## Exercises to complete
a. List every person named in the passage about Karen Vold's rodeo and trick-riding career.
b. Condense the paragraph beginning "For the last 28 years" in the passage about Karen Vold's rodeo and trick-riding career into a short bulleted list that keeps its main facts.
c. Continue the passage about Karen Vold's rodeo and trick-riding career, starting after its final sentence.

## Extract provided
::::::::

After marrying Harry, the couple put on many of the country’s biggest rodeos, and at one time they worked rodeos in 11 different states.

“The joke in the family is I’ve been a member (of the PRCA) longer than Harry,” Karen Vold said.

For the last 28 years, she and her former student, Linda Scholtz, have taught trick riding to students from around the world at the Red Top Ranch Trick Riding School in Avondale, about 20 miles outside of Pueblo, Colo.

 “As long as they keep coming, I’ll keep teaching,” Karen Vold said. “That’s what you do when you can’t trick ride any more. My family would ask me what I would do when I stopped trick riding and I said I didn’t want to talk about it – so then I became a coach.”

::::::::

## Records provided
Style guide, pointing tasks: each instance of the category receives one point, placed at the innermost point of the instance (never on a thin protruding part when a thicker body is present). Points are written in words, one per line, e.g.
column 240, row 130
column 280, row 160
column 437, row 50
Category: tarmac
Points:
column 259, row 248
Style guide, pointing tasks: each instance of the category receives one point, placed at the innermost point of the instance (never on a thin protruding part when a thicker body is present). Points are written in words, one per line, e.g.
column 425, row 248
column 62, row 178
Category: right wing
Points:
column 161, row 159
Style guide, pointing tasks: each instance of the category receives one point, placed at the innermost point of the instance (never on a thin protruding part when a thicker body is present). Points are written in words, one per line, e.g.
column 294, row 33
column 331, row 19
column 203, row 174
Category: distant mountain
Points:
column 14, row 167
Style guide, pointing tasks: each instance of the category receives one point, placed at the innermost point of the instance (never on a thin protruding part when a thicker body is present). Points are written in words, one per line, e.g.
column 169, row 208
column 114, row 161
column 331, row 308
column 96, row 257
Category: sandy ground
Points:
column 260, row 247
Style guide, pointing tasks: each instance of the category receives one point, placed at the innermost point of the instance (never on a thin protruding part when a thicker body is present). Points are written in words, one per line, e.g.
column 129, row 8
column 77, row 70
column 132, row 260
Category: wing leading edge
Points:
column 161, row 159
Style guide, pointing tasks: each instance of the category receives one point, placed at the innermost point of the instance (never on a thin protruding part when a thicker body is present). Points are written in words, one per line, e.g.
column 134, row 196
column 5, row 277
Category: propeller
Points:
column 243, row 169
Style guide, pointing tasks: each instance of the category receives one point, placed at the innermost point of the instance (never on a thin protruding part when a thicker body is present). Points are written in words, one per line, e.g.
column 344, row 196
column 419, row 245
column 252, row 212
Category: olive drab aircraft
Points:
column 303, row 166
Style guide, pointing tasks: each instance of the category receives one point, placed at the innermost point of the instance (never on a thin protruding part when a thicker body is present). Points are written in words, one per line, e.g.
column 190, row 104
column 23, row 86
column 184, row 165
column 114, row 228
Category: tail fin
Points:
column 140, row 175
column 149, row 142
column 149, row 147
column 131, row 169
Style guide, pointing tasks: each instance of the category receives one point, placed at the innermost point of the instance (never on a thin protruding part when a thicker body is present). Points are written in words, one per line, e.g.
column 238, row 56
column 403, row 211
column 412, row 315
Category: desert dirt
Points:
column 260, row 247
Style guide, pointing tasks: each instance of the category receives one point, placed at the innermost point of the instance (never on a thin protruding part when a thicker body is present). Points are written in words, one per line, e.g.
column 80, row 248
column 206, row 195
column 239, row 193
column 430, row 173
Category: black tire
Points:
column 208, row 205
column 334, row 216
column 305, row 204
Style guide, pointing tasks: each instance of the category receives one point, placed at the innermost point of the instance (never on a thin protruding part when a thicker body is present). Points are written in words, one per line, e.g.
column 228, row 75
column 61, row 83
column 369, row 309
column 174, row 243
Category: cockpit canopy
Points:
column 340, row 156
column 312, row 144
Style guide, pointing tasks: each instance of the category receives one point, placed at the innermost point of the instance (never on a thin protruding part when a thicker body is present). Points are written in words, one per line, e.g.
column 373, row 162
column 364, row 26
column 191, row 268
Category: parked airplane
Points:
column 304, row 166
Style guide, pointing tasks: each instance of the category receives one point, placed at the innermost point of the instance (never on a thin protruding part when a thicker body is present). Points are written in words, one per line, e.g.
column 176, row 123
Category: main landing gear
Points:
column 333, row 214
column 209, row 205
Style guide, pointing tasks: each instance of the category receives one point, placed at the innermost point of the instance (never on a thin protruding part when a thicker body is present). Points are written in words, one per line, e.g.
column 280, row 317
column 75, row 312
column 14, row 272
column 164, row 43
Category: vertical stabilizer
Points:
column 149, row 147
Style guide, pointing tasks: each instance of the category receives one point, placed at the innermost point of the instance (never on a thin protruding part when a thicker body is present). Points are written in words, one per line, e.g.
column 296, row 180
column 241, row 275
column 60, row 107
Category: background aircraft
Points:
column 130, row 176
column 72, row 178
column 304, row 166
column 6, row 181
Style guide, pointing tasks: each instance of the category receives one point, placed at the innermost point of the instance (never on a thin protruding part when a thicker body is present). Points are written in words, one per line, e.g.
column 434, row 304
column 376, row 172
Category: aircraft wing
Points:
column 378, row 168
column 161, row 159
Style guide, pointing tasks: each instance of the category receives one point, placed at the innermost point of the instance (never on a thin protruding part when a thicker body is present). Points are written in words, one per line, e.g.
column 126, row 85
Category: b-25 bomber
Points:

::::::::

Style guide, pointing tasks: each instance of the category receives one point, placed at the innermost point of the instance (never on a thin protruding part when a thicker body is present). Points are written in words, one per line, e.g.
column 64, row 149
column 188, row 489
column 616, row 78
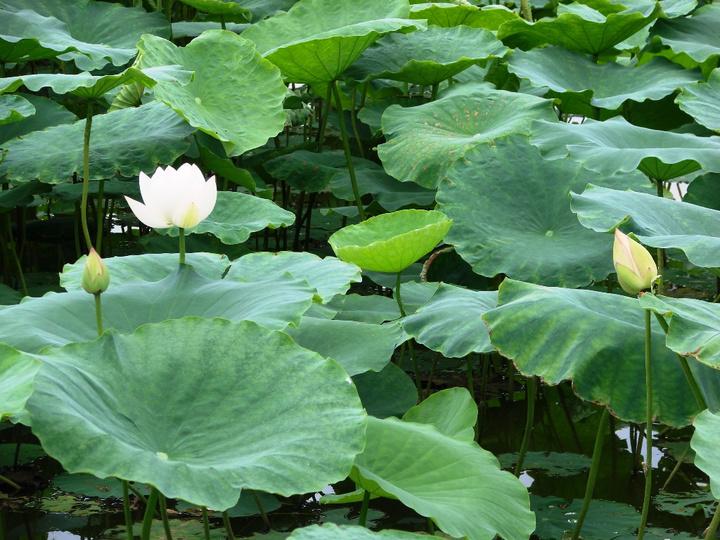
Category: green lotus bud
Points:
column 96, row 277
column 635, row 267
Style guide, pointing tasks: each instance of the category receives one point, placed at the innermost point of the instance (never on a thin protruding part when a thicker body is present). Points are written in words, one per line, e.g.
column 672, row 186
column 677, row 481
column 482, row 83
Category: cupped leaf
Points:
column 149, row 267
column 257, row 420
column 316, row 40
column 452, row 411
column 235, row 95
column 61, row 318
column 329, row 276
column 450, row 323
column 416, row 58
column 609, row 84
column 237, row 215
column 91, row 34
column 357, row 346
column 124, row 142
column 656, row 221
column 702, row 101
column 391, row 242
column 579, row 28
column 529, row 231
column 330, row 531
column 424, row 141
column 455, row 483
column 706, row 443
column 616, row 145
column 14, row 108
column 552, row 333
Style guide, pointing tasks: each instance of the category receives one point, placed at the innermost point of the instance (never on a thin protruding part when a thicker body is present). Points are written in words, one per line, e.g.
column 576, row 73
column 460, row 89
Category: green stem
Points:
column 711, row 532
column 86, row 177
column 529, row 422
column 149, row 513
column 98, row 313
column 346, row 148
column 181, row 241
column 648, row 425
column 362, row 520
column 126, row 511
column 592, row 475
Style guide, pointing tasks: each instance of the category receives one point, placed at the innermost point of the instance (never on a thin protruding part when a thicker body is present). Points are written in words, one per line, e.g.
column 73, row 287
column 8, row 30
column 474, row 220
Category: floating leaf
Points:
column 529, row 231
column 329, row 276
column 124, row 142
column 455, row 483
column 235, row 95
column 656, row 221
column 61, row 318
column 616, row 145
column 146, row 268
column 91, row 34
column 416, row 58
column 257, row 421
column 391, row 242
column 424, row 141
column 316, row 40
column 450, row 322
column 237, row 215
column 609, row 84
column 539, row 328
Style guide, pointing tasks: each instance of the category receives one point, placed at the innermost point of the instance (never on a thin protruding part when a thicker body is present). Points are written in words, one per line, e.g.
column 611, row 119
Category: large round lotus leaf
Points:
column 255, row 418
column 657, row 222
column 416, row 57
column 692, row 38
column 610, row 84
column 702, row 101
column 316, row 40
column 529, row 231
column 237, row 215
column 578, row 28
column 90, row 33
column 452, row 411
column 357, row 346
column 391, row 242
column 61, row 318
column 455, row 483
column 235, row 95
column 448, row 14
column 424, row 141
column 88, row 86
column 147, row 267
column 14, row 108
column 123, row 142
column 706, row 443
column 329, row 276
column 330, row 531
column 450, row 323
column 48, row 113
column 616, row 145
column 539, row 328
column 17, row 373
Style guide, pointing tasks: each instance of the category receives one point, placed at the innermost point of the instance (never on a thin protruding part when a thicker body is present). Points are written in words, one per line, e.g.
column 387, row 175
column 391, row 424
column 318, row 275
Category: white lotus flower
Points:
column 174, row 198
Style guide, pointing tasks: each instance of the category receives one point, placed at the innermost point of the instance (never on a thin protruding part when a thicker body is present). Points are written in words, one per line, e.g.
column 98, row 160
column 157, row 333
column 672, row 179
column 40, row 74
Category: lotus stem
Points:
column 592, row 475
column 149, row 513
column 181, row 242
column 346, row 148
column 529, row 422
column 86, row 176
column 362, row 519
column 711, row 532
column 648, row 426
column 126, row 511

::::::::

## Results
a.
- Harry
- Karen Vold
- Linda Scholtz

b.
- Karen Vold and her former student, Linda Scholtz, have taught trick riding together for 28 years.
- Their students come from around the world.
- They teach at the Red Top Ranch Trick Riding School in Avondale.
- Avondale is about 20 miles outside of Pueblo, Colo.

c.
The inaugural PRCA Donita Barnes Lifetime Achievement Award was given to Barnes in 2011.

“I was so pleased when they created the honor in her name because she so rightly deserved it,” Karen Vold said.

Art and Linda Alsbaugh were the recipients in 2012, then Fred and Norma Dorenkamp won it in 2013. Quail Dobbs received the award in 2014, and Cotton Rosser was last year’s winner.

All other year-end PRCA awards will be announced at the 2016 PRCA Awards Banquet, Nov. 30 at the South Point Hotel, Casino & Spa in Las Vegas.